_Input data_:
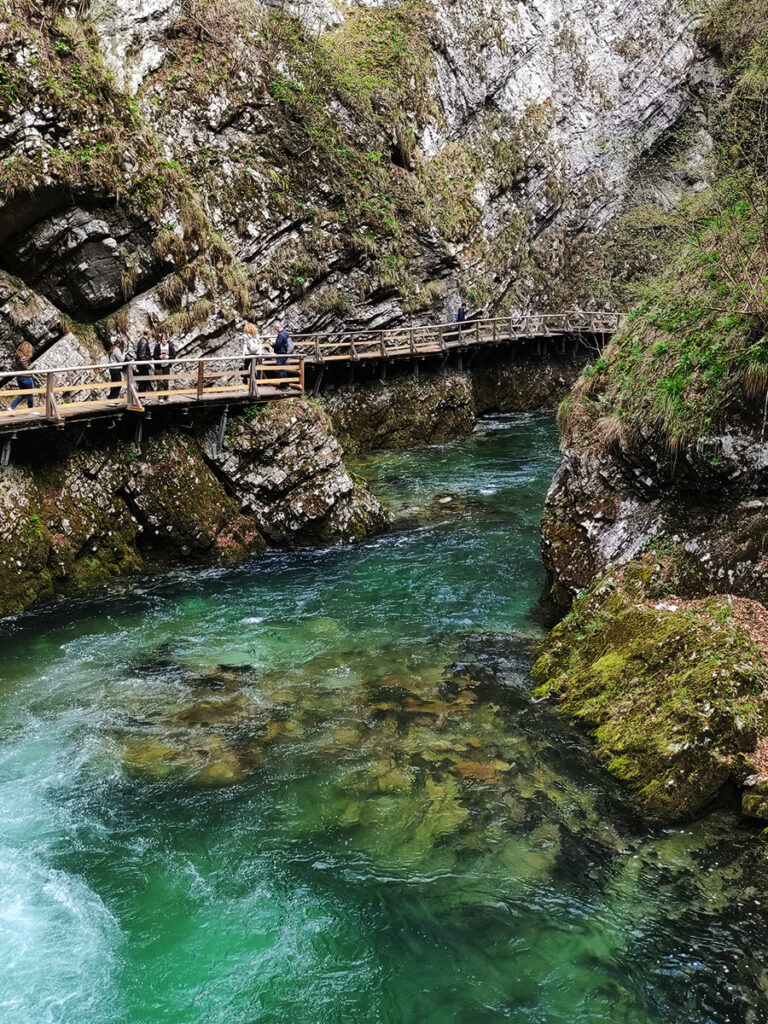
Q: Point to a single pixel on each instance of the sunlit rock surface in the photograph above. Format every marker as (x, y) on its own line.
(180, 166)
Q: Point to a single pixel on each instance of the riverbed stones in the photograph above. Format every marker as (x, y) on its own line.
(73, 518)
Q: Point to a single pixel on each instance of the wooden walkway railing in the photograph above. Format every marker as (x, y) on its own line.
(434, 338)
(88, 390)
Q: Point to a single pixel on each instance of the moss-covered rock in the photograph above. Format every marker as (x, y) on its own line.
(403, 412)
(755, 802)
(670, 691)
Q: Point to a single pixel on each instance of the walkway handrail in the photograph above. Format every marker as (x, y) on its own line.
(75, 390)
(184, 380)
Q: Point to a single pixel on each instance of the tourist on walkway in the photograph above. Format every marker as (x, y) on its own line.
(163, 355)
(23, 361)
(143, 355)
(115, 361)
(253, 348)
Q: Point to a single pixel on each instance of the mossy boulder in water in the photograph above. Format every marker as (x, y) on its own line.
(671, 691)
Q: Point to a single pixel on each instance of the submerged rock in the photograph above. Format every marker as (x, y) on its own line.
(409, 759)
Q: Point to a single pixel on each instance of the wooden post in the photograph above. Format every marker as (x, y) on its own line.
(132, 397)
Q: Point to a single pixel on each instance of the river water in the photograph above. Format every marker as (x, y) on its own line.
(312, 790)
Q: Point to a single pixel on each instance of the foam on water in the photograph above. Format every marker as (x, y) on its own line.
(348, 870)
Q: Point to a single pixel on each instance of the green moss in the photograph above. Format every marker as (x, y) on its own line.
(669, 696)
(693, 351)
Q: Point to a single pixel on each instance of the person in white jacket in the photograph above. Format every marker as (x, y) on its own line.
(253, 348)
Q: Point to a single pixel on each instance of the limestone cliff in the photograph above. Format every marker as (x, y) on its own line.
(72, 517)
(185, 162)
(664, 480)
(435, 407)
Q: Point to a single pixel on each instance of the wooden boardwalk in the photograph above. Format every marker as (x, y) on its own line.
(86, 392)
(435, 338)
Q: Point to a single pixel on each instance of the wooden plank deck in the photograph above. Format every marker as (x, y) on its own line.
(71, 393)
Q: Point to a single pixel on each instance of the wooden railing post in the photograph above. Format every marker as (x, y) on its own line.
(51, 410)
(132, 399)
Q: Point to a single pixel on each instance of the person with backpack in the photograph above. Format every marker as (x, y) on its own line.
(145, 369)
(25, 380)
(253, 349)
(164, 354)
(284, 347)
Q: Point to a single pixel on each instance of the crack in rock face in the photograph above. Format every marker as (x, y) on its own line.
(86, 262)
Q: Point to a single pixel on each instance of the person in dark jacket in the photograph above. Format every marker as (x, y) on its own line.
(164, 354)
(23, 361)
(283, 346)
(115, 363)
(143, 354)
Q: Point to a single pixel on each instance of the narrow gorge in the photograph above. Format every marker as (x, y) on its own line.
(394, 648)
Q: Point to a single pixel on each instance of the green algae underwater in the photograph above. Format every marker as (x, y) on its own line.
(314, 788)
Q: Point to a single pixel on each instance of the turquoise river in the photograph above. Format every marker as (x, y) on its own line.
(313, 790)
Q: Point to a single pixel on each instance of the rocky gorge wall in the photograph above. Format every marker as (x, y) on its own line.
(654, 531)
(72, 517)
(184, 163)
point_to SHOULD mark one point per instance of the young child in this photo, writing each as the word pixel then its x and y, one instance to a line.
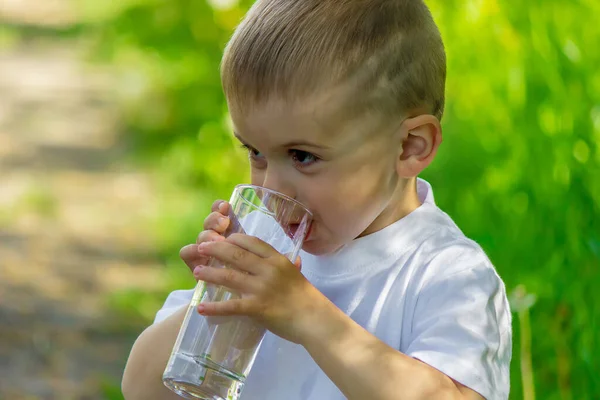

_Goal of the exercise_: Write out each entry exactly as given, but skip the pictures.

_Answer for the task_:
Q: Point to a single pixel on each instance of the sunlit rock surface in the photograph above. Format every marker as (x, y) on its own line.
(180, 166)
Q: Point to a single pixel on each instance of the riverbed stones in the photograph above. Format every marker as (x, y) on its own line.
(73, 518)
Q: Point to a single pixel on each instance of the wooden walkway railing in the photograph above. Format every marker as (x, y) on its own line.
(434, 338)
(88, 390)
Q: Point to a single pixel on each instance of the moss-covered rock in the photograph above. Format every marker as (x, y) on its own line.
(403, 412)
(755, 802)
(670, 691)
Q: Point to a single pixel on each instance of the walkway handrail in the photograph above. Format every marker as (x, y) on its own line.
(75, 390)
(184, 380)
Q: Point to a single pixel on each instance of the tourist on walkway in the photograph above. Format every marker as (x, y) on its own line.
(163, 355)
(23, 361)
(143, 355)
(115, 361)
(253, 348)
Q: Point to a single pixel on each instance of the mossy boulder in water in the photograph above. Format every marker as (x, y) on its own line.
(671, 691)
Q: Point to a single pixel on each instance of the submerged rock in the photograph above. Format every marker as (x, y) on its own line.
(409, 759)
Q: Point to a single pixel on each instance of the wooden post in the photograph above. Format every marker as (x, y) on its own line.
(132, 397)
Q: Point to a single pixel on each instance of the river water in the photograph above. Format every marker as (x, y) on its own line.
(312, 790)
Q: Point to a single pixel on each instance of the foam on water in the photograph above. Format every marker as (x, y) on its own line.
(348, 870)
Q: Point to a single pixel on each instance of the green moss in the photograph above. Format every marker as (x, y) on its own line.
(669, 696)
(693, 351)
Q: Point to a single pixel on each instance of the person in white jacket in the photograph above. Format every marker as (x, y) on its own line.
(253, 348)
Q: Point to a single pixel on each instance of the limestone cliff in the photograph above. Format every marker as (x, y) on its own line.
(72, 517)
(185, 162)
(664, 480)
(435, 407)
Q: Point to a single pixel on each instance of the wooden boardwalk in the photograph above. Format every marker as (x, y) on its own line.
(86, 392)
(435, 338)
Q: Point to a single pixel on each instance of the wooden plank deck in the photograph above. Format every marker as (x, y) on its own line.
(71, 393)
Q: Point to a single pixel on each instance of the wooden railing post in the photograph above. Format every marker as (x, y) on its own line.
(51, 410)
(132, 399)
Q: Point to a single pixel on each instance of the person with backpack in the photograph above. Format every marker as (x, y) on its own line.
(145, 369)
(25, 380)
(253, 349)
(164, 354)
(284, 347)
Q: Point to a single pixel on each instance of the crack in rock face in the photograph above. Format every marker as (x, y) on its own line.
(86, 262)
Q: Point to a single pixel on each instance of the person in dark jacket in the photograph above. Format every marker as (x, y) on its own line.
(164, 354)
(23, 361)
(283, 346)
(115, 363)
(143, 354)
Q: Point to a single pixel on each instance of the narrow gorge in the photograph above. Format every marker as (x, y) on its own line.
(394, 648)
Q: Point to a single pixel on each instance of the green algae underwater in the photograph above. Format every marker as (x, y) on its own line.
(314, 788)
Q: Point to a single pixel on each instance of the turquoise river in the photograph above. Format every marker as (x, y) on its own line.
(313, 790)
Q: Point to a single pixel on each instance of the rocky gorge wall in the photograph above. Format every marker as (x, y) on its own line.
(654, 531)
(72, 517)
(184, 163)
point_to SHOULD mark one point per instance of the young child in this photo, writing each as the word pixel then its x and y, one instance to a line.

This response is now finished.